WHAT YOU NEED TO DO
Pull the text lines from each of the records below and reproduce them word for word. Omit the pictures from your answer.

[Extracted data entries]
□ □ □ □

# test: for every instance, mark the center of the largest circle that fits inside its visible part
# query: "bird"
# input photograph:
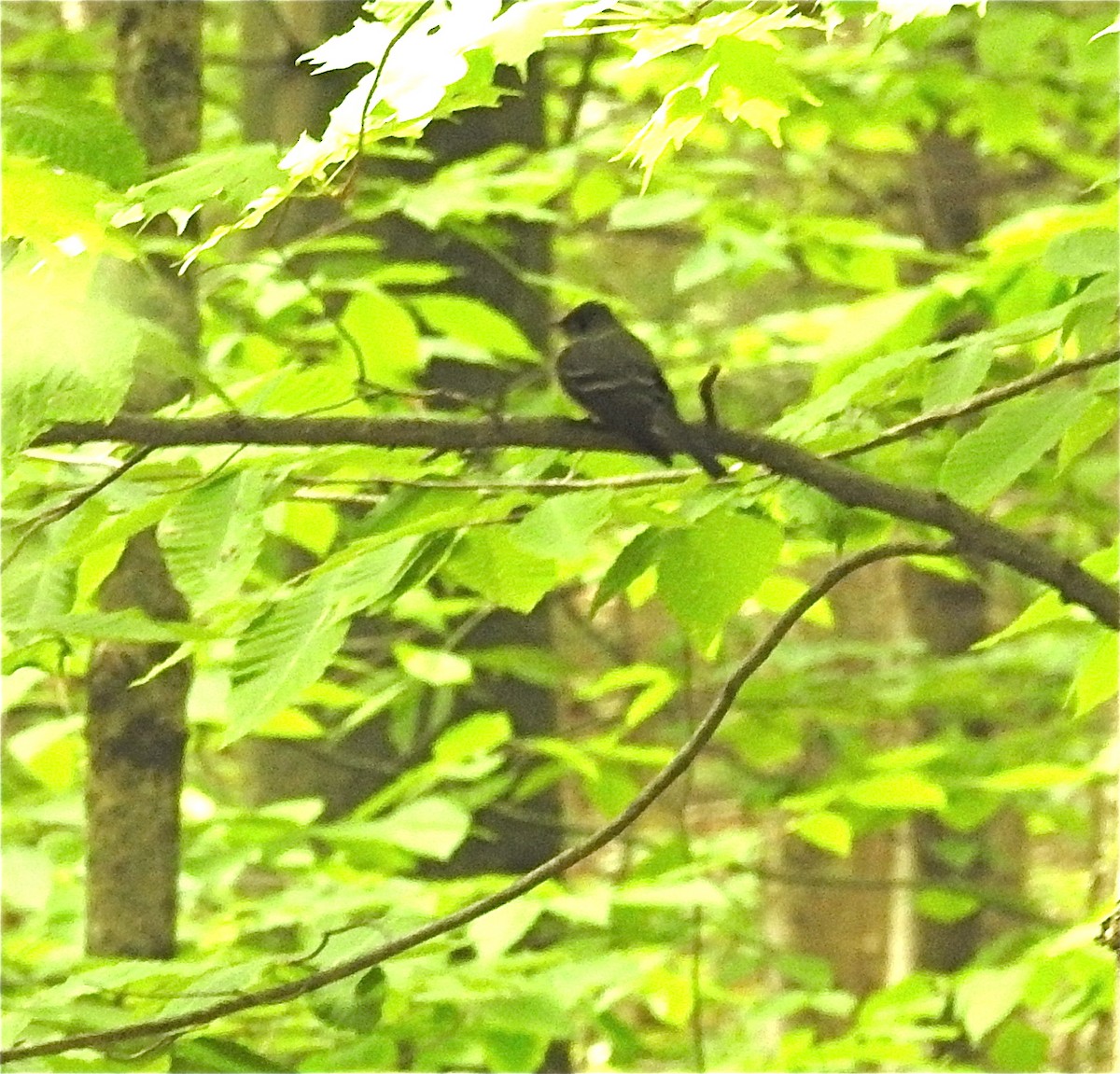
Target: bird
(614, 376)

□ □ □ □

OUTPUT
# test: for every instance, mark the center of the largest circle that fits inside its visible part
# query: "bird"
# input photograph:
Target: bird
(614, 376)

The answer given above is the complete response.